___ Working data
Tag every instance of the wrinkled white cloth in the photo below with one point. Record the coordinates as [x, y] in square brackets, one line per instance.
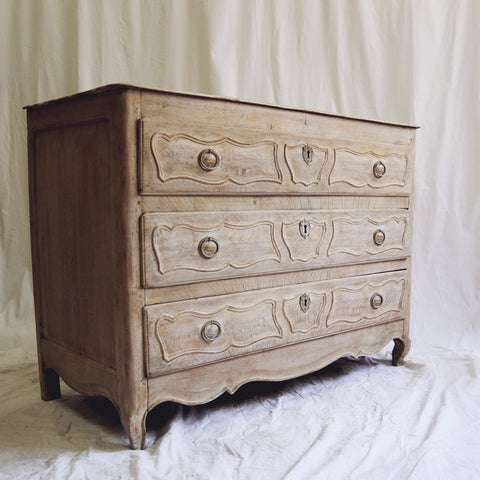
[356, 419]
[403, 61]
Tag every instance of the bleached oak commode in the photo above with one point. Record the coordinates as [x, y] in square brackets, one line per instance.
[183, 245]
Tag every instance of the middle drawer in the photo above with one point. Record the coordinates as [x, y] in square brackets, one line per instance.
[181, 248]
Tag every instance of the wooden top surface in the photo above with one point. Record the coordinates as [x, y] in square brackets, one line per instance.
[124, 86]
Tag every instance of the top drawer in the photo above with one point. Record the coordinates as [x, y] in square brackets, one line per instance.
[203, 159]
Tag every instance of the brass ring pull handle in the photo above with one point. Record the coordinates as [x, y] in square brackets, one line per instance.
[208, 247]
[210, 331]
[307, 154]
[208, 160]
[379, 237]
[376, 301]
[379, 169]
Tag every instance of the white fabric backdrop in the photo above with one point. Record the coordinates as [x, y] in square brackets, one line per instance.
[402, 61]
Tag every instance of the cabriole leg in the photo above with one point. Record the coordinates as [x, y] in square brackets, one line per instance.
[134, 426]
[49, 384]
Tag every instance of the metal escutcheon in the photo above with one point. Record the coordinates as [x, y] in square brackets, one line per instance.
[376, 300]
[307, 154]
[379, 169]
[208, 160]
[210, 331]
[304, 302]
[304, 228]
[379, 237]
[208, 247]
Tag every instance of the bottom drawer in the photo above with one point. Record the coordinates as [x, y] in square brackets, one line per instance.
[190, 333]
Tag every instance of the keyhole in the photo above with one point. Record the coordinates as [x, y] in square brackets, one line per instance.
[304, 302]
[307, 153]
[304, 228]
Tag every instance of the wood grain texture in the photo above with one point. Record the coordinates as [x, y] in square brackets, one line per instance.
[205, 383]
[254, 161]
[171, 242]
[265, 319]
[183, 245]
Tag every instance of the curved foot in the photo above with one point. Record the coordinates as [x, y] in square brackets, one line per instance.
[134, 426]
[49, 384]
[400, 350]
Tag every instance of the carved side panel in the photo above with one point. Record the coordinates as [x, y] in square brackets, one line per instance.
[355, 169]
[356, 236]
[305, 163]
[304, 321]
[307, 246]
[235, 326]
[353, 305]
[240, 162]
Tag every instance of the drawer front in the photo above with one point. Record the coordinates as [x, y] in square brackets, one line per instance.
[189, 333]
[193, 159]
[190, 247]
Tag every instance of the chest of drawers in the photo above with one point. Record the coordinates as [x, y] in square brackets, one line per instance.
[184, 245]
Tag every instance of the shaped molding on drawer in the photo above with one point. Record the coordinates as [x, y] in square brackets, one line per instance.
[198, 331]
[240, 245]
[356, 236]
[187, 247]
[201, 157]
[354, 305]
[358, 169]
[214, 330]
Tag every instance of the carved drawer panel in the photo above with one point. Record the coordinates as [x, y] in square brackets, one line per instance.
[189, 158]
[189, 333]
[186, 247]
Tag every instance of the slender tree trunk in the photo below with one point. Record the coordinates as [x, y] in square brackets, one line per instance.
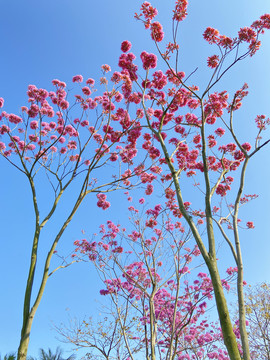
[25, 337]
[224, 315]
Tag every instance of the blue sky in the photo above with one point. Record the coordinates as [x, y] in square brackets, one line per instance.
[59, 39]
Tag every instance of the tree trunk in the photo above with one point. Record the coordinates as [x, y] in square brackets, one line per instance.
[223, 312]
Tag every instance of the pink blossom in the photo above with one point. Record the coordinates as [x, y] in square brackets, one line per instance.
[149, 60]
[157, 33]
[213, 61]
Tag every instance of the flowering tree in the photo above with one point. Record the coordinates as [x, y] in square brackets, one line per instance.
[157, 309]
[186, 137]
[257, 302]
[48, 139]
[184, 134]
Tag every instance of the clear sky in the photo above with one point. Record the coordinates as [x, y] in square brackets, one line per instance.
[43, 40]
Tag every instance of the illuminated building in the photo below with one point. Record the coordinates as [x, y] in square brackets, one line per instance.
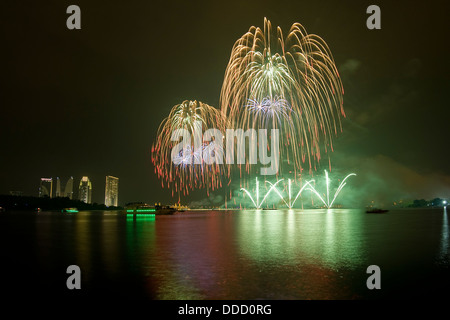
[43, 187]
[68, 190]
[111, 191]
[85, 190]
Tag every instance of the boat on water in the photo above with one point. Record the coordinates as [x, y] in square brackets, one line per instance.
[376, 210]
[150, 210]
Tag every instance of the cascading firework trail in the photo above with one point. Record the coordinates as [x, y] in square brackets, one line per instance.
[191, 167]
[288, 83]
[306, 186]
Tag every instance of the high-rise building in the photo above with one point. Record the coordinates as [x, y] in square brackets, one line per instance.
[68, 190]
[43, 190]
[112, 191]
[85, 190]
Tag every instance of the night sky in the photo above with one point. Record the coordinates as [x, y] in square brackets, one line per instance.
[89, 101]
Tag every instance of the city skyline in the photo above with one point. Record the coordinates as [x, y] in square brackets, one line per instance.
[111, 191]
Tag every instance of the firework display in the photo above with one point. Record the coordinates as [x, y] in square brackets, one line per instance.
[189, 168]
[289, 83]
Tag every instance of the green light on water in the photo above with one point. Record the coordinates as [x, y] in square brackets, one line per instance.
[131, 216]
[141, 210]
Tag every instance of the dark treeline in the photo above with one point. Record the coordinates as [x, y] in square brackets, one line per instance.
[9, 202]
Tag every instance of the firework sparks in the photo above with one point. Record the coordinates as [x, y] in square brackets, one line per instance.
[192, 166]
[290, 83]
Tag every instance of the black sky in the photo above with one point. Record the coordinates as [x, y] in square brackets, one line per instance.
[89, 101]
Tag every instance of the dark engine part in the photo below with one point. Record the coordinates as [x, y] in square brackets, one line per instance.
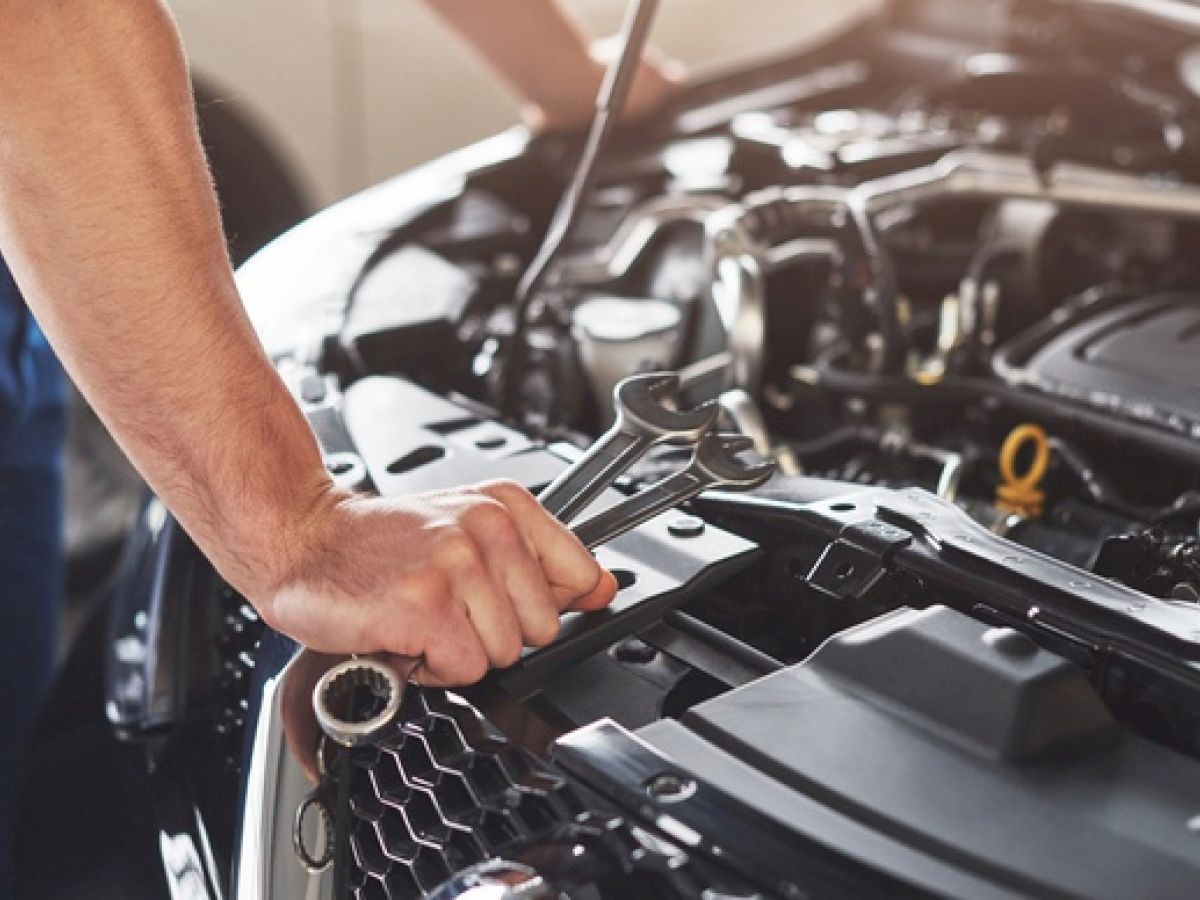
[969, 751]
[1140, 360]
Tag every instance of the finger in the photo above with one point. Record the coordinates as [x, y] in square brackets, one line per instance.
[570, 570]
[454, 654]
[599, 597]
[490, 611]
[513, 564]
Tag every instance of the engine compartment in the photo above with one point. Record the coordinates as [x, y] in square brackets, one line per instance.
[958, 306]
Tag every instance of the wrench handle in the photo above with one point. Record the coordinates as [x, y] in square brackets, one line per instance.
[641, 508]
[588, 477]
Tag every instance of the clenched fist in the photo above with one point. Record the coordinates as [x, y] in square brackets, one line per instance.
[460, 579]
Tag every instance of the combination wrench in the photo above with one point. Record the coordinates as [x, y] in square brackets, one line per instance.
[714, 463]
[642, 421]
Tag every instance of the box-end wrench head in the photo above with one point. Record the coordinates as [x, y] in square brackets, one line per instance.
[642, 421]
[714, 463]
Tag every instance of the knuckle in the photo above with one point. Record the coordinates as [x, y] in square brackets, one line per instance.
[474, 667]
[508, 490]
[509, 654]
[487, 515]
[544, 630]
[455, 549]
[424, 589]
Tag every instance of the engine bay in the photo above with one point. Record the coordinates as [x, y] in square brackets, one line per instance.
[959, 309]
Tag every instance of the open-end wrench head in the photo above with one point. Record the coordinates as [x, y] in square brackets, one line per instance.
[718, 456]
[639, 401]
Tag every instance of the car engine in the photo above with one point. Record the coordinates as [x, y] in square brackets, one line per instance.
[952, 648]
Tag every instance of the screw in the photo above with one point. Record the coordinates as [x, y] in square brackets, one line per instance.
[685, 527]
[670, 787]
[635, 651]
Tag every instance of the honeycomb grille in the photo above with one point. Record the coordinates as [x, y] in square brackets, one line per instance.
[438, 792]
[238, 634]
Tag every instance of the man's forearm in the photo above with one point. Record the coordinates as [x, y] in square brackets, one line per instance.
[109, 223]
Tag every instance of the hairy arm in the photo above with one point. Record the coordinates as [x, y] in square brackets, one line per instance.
[111, 227]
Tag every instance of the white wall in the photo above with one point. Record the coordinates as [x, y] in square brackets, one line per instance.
[358, 90]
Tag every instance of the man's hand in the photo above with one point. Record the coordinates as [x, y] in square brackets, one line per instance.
[108, 221]
[461, 579]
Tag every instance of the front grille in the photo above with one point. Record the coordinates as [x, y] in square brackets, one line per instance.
[441, 791]
[239, 631]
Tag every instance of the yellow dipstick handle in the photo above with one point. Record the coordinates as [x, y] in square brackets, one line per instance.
[1021, 493]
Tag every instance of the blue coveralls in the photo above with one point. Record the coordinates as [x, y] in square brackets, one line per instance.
[33, 426]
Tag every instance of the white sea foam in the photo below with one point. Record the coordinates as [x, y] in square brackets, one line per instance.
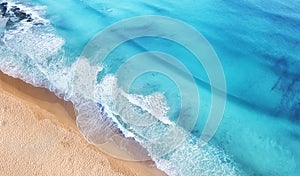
[34, 53]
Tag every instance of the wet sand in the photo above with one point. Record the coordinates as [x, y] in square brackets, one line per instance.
[39, 137]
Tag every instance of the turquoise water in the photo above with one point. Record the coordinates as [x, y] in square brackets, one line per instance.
[258, 44]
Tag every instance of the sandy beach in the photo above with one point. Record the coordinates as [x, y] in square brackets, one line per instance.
[39, 137]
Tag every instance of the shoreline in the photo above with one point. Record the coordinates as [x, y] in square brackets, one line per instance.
[60, 114]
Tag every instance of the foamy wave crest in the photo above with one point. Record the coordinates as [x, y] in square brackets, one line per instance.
[28, 47]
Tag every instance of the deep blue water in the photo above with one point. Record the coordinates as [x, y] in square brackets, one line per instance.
[258, 44]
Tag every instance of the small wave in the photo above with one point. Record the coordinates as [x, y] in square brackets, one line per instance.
[33, 52]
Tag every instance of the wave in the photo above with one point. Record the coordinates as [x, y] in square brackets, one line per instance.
[33, 52]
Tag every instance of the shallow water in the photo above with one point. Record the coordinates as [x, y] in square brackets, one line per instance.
[258, 44]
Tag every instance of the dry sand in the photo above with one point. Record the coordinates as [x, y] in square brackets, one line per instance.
[38, 136]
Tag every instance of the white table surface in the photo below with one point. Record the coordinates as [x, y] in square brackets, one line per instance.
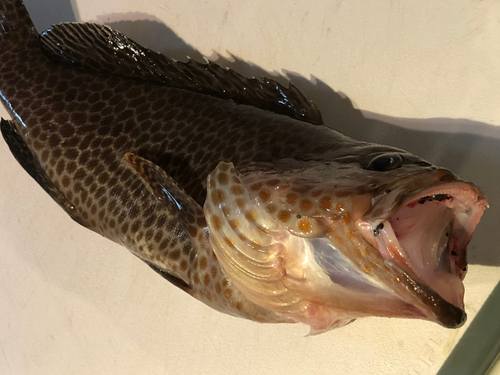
[72, 302]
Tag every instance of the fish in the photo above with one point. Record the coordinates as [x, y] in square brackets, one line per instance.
[233, 189]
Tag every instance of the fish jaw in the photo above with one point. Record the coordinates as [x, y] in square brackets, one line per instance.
[316, 258]
[421, 227]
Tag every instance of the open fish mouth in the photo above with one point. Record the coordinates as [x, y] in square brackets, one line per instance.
[425, 231]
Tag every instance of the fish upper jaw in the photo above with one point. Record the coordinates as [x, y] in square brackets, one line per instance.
[421, 227]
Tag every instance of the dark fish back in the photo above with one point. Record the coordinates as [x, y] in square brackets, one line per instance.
[79, 125]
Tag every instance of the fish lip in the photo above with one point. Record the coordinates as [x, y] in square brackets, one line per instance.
[431, 305]
[427, 184]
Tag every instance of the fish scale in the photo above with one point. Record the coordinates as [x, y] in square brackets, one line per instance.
[125, 139]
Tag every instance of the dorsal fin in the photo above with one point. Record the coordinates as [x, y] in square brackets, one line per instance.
[29, 161]
[101, 49]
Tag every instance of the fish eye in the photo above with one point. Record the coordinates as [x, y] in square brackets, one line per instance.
[385, 162]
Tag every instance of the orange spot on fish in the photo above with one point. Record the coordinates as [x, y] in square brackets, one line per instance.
[256, 186]
[292, 198]
[284, 216]
[240, 202]
[264, 195]
[271, 208]
[223, 179]
[228, 242]
[325, 203]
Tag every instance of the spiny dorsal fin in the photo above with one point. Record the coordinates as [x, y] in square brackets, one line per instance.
[101, 49]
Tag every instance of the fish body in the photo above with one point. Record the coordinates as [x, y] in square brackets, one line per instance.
[232, 189]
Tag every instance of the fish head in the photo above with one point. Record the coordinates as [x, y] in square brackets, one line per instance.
[374, 231]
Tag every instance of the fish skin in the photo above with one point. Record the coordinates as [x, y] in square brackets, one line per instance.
[94, 140]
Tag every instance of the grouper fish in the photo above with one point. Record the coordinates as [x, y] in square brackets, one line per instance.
[232, 189]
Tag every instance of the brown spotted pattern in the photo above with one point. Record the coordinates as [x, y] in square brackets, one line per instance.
[109, 143]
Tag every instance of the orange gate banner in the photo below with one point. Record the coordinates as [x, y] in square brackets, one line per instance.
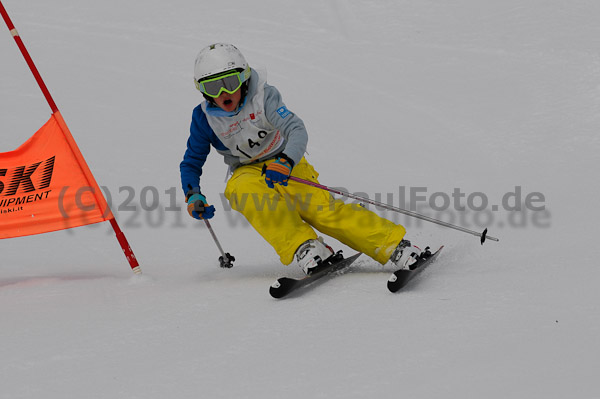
[46, 185]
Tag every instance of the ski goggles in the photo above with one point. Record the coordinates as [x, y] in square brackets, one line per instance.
[229, 82]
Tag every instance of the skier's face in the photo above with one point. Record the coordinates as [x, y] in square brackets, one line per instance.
[229, 102]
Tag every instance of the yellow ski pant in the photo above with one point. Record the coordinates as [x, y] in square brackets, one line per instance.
[285, 216]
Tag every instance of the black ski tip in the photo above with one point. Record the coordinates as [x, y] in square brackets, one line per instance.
[282, 287]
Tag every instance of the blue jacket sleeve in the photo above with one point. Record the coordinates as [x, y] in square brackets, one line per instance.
[198, 147]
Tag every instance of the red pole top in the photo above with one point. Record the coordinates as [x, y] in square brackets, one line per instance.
[32, 67]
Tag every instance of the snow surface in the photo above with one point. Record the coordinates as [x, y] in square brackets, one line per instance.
[484, 96]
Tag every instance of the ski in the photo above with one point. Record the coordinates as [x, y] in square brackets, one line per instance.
[401, 277]
[286, 285]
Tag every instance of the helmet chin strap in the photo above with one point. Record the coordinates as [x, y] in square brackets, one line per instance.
[244, 90]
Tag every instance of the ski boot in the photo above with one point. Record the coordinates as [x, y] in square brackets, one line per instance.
[311, 253]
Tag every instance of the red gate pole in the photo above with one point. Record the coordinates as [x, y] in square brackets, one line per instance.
[38, 78]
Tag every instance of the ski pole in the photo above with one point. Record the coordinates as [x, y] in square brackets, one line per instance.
[225, 260]
[483, 236]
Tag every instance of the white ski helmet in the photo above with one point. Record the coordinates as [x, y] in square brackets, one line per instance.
[218, 58]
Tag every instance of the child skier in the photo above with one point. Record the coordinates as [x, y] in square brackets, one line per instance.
[263, 143]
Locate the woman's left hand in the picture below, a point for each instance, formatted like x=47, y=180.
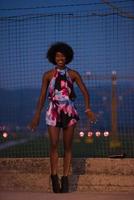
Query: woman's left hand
x=91, y=116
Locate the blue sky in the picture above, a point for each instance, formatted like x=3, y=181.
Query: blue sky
x=101, y=44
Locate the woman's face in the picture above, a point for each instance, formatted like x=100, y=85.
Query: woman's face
x=60, y=59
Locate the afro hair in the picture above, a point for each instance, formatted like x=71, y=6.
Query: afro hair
x=62, y=48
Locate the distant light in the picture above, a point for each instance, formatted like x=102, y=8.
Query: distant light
x=98, y=133
x=90, y=134
x=88, y=73
x=120, y=98
x=104, y=98
x=3, y=128
x=106, y=133
x=114, y=72
x=5, y=134
x=81, y=134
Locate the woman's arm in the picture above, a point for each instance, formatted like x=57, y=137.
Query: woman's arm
x=81, y=85
x=35, y=121
x=83, y=89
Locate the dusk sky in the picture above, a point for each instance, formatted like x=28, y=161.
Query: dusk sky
x=102, y=44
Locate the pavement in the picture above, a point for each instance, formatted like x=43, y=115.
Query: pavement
x=68, y=196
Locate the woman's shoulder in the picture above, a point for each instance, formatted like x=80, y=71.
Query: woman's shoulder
x=73, y=73
x=49, y=73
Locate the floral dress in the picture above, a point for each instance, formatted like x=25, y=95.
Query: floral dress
x=61, y=111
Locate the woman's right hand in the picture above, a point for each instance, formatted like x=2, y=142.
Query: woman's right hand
x=35, y=122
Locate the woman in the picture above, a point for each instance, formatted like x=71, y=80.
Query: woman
x=61, y=113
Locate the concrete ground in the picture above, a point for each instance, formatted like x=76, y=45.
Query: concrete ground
x=69, y=196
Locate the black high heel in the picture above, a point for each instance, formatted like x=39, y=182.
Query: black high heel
x=64, y=184
x=55, y=183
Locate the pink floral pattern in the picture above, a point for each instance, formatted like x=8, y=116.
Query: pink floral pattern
x=61, y=111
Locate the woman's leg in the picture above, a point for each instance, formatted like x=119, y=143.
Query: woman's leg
x=67, y=140
x=68, y=134
x=54, y=141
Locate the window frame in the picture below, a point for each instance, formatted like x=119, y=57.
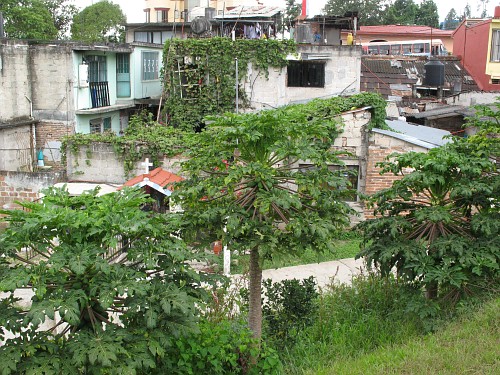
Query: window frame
x=306, y=73
x=163, y=13
x=100, y=125
x=150, y=65
x=98, y=68
x=495, y=45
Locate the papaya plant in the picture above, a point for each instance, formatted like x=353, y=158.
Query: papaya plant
x=439, y=224
x=114, y=281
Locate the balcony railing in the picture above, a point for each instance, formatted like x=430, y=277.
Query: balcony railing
x=99, y=94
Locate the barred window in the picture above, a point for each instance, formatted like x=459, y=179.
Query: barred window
x=306, y=74
x=495, y=45
x=150, y=66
______
Nothing but the lines from the line containing "Locate the pavement" through the last line of the material may be output, and they must be copied exactly, without pictures.

Locate the pavement in the picture above, a point for each instance, formatted like x=43, y=115.
Query: pavement
x=68, y=196
Locate the woman's shoulder in the picture above, a point for each instance, formatted like x=80, y=71.
Query: woman's shoulder
x=73, y=73
x=49, y=73
Locate the floral dress in the picture above, a point for each instance, formatted like x=25, y=95.
Query: floral dress
x=61, y=111
Locate the woman's right hand in the picture above, a point for each instance, formatted like x=2, y=142.
Query: woman's right hand
x=35, y=122
Locate the woman in the picture above, a point for each instance, formatted like x=71, y=80.
Query: woman
x=61, y=113
Locate the concrete ground in the picture above, a point for each instance, formatted like x=76, y=45.
Query: concrete ground
x=69, y=196
Locate the black high heel in the picture above, a point for each instance, formatted like x=39, y=182.
Query: black high heel
x=64, y=184
x=55, y=183
Locate the pink floral pattern in the picture above, a point for each instance, formatted like x=8, y=116.
Query: pink floral pattern
x=61, y=111
Locate the woman's leg in the picture above, a point for each instance, formatted like x=119, y=143.
Query: woman's leg
x=67, y=140
x=68, y=134
x=54, y=141
Locate the window frame in the picture below, a point for each instance, formatted like x=119, y=57.
Query: window frame
x=306, y=73
x=163, y=13
x=100, y=125
x=150, y=65
x=98, y=68
x=495, y=45
Locate the papaya plant in the picture above, a point for each instance, formatted like x=353, y=158.
Query: papaya plant
x=439, y=224
x=114, y=281
Locate the balcony railing in the picture above, a point for each instance, formatted like x=430, y=277.
Query: balcony railing
x=99, y=94
Locate the barred window in the picture above, a point for each instance, formatted like x=459, y=179.
Query: barred window
x=306, y=74
x=495, y=45
x=150, y=66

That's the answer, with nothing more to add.